#### TASK PROMPT:
Exact transcription of the records is required.

==*==

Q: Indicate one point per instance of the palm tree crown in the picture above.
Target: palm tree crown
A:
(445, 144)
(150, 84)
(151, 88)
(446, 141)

==*==

#### SOLUTION:
Q: Indicate one point per instance of the palm tree crown in the picture above.
Target: palm tree crown
A:
(445, 144)
(150, 84)
(151, 88)
(446, 141)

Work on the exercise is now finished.